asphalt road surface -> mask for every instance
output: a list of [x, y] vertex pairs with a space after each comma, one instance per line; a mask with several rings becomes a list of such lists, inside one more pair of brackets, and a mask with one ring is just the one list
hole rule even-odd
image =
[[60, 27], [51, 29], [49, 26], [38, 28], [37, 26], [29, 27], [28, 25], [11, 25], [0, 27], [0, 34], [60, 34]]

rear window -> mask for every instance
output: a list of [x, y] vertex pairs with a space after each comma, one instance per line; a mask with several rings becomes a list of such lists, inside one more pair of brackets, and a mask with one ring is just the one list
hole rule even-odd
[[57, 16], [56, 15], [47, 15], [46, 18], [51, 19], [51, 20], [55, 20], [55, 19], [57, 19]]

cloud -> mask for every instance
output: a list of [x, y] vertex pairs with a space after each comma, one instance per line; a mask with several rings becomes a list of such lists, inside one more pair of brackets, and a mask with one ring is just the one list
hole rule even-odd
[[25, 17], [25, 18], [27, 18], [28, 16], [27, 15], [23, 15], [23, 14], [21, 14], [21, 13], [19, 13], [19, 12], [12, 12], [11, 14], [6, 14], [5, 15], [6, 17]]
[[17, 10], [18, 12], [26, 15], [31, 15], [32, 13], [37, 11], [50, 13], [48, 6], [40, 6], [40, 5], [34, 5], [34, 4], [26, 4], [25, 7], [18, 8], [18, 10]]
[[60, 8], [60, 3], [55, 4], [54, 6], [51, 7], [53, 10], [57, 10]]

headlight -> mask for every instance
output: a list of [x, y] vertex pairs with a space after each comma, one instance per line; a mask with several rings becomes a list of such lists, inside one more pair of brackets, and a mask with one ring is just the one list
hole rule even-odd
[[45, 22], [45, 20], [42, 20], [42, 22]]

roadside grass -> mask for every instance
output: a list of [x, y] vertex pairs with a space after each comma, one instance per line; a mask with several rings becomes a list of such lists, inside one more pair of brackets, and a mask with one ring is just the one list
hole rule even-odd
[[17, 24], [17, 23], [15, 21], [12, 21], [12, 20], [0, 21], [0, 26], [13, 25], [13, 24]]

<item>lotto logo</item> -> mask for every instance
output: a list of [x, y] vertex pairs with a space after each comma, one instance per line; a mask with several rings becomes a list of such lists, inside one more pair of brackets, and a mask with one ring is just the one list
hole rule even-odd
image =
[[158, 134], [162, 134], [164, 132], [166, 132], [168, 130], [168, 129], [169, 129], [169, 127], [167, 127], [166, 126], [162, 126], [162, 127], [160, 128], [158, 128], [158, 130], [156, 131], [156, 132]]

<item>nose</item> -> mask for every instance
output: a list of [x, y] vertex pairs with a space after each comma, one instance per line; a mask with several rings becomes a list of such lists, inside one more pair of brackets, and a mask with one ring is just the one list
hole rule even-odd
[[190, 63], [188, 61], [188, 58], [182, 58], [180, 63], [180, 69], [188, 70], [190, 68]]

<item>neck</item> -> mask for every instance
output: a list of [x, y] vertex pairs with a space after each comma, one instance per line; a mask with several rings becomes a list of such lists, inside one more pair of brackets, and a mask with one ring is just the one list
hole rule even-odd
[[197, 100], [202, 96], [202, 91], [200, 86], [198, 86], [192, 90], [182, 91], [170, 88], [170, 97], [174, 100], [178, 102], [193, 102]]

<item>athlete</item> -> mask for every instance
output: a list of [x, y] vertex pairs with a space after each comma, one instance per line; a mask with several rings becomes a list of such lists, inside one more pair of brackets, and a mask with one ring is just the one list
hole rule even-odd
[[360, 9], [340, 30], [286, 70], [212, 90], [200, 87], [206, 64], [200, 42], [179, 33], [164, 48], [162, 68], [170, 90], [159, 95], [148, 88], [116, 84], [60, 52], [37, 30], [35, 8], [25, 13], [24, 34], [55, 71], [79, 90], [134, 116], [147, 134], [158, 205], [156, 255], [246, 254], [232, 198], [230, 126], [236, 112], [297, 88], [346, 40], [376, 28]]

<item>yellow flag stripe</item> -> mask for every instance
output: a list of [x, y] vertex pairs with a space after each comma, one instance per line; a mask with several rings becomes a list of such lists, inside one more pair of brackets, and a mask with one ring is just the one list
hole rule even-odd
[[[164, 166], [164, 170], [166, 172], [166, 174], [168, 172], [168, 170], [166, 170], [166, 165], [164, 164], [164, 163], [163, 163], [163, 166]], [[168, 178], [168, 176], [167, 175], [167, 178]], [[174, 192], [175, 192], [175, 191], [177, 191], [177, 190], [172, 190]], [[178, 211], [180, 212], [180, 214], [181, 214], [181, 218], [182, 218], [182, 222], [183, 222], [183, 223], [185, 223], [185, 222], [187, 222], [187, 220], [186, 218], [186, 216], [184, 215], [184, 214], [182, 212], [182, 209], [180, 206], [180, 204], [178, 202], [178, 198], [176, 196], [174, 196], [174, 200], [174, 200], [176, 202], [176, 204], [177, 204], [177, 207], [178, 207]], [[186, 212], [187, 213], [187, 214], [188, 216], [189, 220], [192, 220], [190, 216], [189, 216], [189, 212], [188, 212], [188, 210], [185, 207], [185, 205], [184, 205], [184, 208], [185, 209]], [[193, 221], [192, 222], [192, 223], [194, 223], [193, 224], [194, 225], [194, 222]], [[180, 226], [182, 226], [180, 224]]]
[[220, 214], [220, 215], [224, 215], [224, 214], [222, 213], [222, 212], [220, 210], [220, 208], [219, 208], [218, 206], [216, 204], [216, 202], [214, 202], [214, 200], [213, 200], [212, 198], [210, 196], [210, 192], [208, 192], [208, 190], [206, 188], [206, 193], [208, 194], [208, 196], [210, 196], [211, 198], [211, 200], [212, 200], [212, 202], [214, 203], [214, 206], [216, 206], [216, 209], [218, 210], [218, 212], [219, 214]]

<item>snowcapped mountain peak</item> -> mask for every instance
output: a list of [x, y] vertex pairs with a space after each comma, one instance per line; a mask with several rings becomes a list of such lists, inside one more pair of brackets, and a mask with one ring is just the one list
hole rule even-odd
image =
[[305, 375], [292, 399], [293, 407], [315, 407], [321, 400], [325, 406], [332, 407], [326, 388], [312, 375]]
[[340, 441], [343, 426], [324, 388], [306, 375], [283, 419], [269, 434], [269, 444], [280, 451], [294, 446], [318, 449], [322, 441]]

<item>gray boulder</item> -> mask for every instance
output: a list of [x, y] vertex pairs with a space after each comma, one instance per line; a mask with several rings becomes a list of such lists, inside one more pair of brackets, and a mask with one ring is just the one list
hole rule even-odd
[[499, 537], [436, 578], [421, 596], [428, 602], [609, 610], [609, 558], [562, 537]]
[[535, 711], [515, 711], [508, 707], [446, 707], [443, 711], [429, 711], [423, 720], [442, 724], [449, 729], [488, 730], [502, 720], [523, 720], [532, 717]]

(Your goal) Rewrite every one of the records above with "even-odd" changed to "nonzero" wherever it occurs, keeping everything else the same.

(Written solution)
asphalt road surface -> mask for every instance
output: a list of [x, y] vertex pairs with a space after each comma, one instance per line; a mask with several rings becomes a list of such lists, inside one more pair of brackets, and a mask with one ring is just the one list
hole rule nonzero
image =
[[60, 27], [51, 29], [49, 26], [38, 28], [37, 26], [29, 27], [28, 25], [11, 25], [0, 27], [0, 34], [60, 34]]

rear window -> mask for every instance
output: a list of [x, y] vertex pairs with a space after each comma, one instance per line; a mask with several rings becomes a list of such lists, inside one more pair of brackets, and a mask with one ring is just the one list
hole rule nonzero
[[57, 16], [56, 15], [47, 15], [46, 18], [51, 19], [51, 20], [55, 20], [55, 19], [57, 19]]

cloud -> mask for every instance
output: a list of [x, y] vertex pairs with a space after each comma, one instance per line; a mask with several rings becomes a list of such lists, inside one more pair of brackets, and a mask with one ring is just the one list
hole rule nonzero
[[25, 17], [25, 18], [27, 18], [28, 16], [27, 15], [23, 15], [23, 14], [21, 14], [21, 13], [19, 13], [19, 12], [12, 12], [11, 14], [6, 14], [5, 15], [6, 17]]
[[17, 10], [18, 12], [26, 15], [31, 15], [32, 13], [37, 11], [50, 13], [48, 6], [40, 6], [40, 5], [34, 5], [34, 4], [26, 4], [25, 7], [18, 8], [18, 10]]
[[60, 8], [60, 3], [55, 4], [54, 6], [51, 7], [53, 10], [57, 10]]

headlight -> mask for every instance
output: a list of [x, y] vertex pairs with a space after each comma, one instance per line; a mask with several rings becomes a list of such lists, inside one more pair of brackets, and a mask with one ring is just the one list
hole rule nonzero
[[45, 22], [45, 20], [42, 20], [42, 22]]

roadside grass -> mask for every instance
output: a list of [x, y] vertex pairs with a space after each comma, one instance per line; a mask with several rings becomes a list of such lists, inside one more pair of brackets, and a mask with one ring is just the one list
hole rule nonzero
[[17, 24], [17, 23], [15, 21], [12, 21], [12, 20], [0, 21], [0, 26], [13, 25], [13, 24]]

<item>lotto logo</item> -> mask for every instance
output: a list of [x, y] vertex pairs with a space after each comma, one instance per line; a mask with several rings becomes a list of such lists, inside one more pair of brackets, and a mask with one ring is just the one list
hole rule nonzero
image =
[[158, 134], [162, 134], [164, 132], [166, 132], [168, 130], [168, 129], [169, 129], [169, 127], [167, 127], [166, 126], [162, 126], [162, 127], [160, 128], [158, 128], [158, 130], [156, 131], [156, 132]]

<item>nose</item> -> mask for every instance
output: a list of [x, y] vertex pairs with a space after each comma, one instance per line; a mask with several rings becomes a list of such lists, inside one more pair of brackets, and a mask with one ring is just the one list
hole rule nonzero
[[190, 63], [188, 61], [188, 58], [182, 58], [180, 63], [180, 69], [188, 70], [190, 68]]

<item>neck</item> -> mask for every instance
output: a list of [x, y] vertex pairs with a space after each comma, one instance per line; a mask with several rings becomes a list of such lists, inside one more pair of brackets, and a mask with one ring is just the one list
hole rule nonzero
[[197, 100], [202, 96], [202, 91], [200, 86], [198, 86], [192, 90], [182, 91], [170, 88], [170, 97], [174, 100], [178, 102], [193, 102]]

<item>athlete</item> -> mask for every instance
output: a list of [x, y] vertex pairs with a space after each comma, one instance per line; a mask with several rings becomes a list of such lists, inside one more pair of brackets, and a mask with one ring is just the one list
hole rule nonzero
[[360, 9], [340, 30], [286, 70], [212, 90], [200, 87], [206, 64], [200, 42], [179, 33], [164, 48], [162, 68], [170, 90], [159, 95], [148, 88], [116, 84], [60, 52], [37, 30], [35, 8], [25, 13], [24, 34], [55, 71], [79, 90], [134, 116], [147, 134], [158, 205], [156, 255], [246, 254], [232, 198], [230, 126], [236, 112], [297, 88], [346, 40], [376, 28]]

<item>yellow flag stripe</item> -> mask for every instance
output: a list of [x, y] vertex pairs with a space after each comma, one instance per line; a mask with several rings becomes a list of such lists, inside one more pair of brackets, and a mask with one ring is just the one list
hole rule nonzero
[[[164, 166], [164, 170], [166, 172], [166, 174], [168, 172], [168, 170], [166, 170], [166, 165], [164, 164], [164, 163], [163, 163], [163, 166]], [[168, 178], [168, 176], [167, 175], [167, 178]], [[174, 192], [175, 192], [175, 191], [177, 191], [177, 190], [172, 190]], [[178, 211], [180, 212], [180, 214], [181, 214], [181, 218], [182, 218], [182, 222], [183, 222], [183, 223], [185, 223], [185, 222], [187, 222], [187, 220], [186, 218], [186, 216], [184, 215], [184, 214], [182, 212], [182, 209], [180, 206], [180, 204], [178, 202], [178, 198], [176, 196], [174, 196], [174, 200], [174, 200], [176, 202], [176, 204], [177, 204], [177, 207], [178, 207]], [[186, 212], [187, 213], [187, 214], [188, 216], [189, 220], [192, 220], [190, 216], [189, 216], [189, 212], [188, 212], [188, 210], [185, 207], [185, 205], [184, 205], [184, 208], [185, 209]], [[193, 221], [192, 222], [192, 223], [194, 223], [193, 224], [194, 225], [194, 222]], [[180, 226], [182, 226], [180, 224]]]
[[220, 214], [220, 215], [224, 215], [224, 214], [222, 213], [222, 212], [220, 210], [220, 208], [219, 208], [218, 206], [216, 204], [216, 202], [214, 202], [214, 200], [213, 200], [212, 198], [210, 196], [210, 192], [208, 192], [208, 190], [206, 188], [206, 193], [208, 194], [208, 196], [210, 196], [211, 198], [211, 200], [212, 200], [212, 202], [214, 203], [214, 206], [216, 206], [216, 209], [218, 210], [218, 212], [219, 214]]

<item>snowcapped mountain peak</item> -> mask for every instance
output: a list of [x, y] vertex pairs with a space after each comma, one instance per line; a mask with several rings becomes a list of such lists, inside one more pair of brackets, and a mask with one ring is just the one list
hole rule nonzero
image =
[[305, 375], [292, 399], [293, 407], [315, 407], [321, 400], [325, 406], [332, 407], [326, 388], [312, 375]]
[[340, 441], [343, 426], [324, 388], [306, 375], [283, 419], [269, 434], [269, 444], [280, 451], [294, 446], [318, 449], [322, 441]]

<item>gray boulder</item> -> mask for every instance
output: a list of [x, y] vertex pairs with a space after each comma, one instance per line; a mask with several rings becomes a list of such lists, inside one more pair of brackets, and a mask with one ring is just the one list
hole rule nonzero
[[499, 537], [436, 578], [421, 596], [428, 602], [609, 610], [609, 558], [562, 537]]
[[535, 711], [515, 711], [508, 707], [446, 707], [443, 711], [429, 711], [423, 720], [442, 724], [449, 729], [488, 730], [502, 720], [523, 720], [532, 717]]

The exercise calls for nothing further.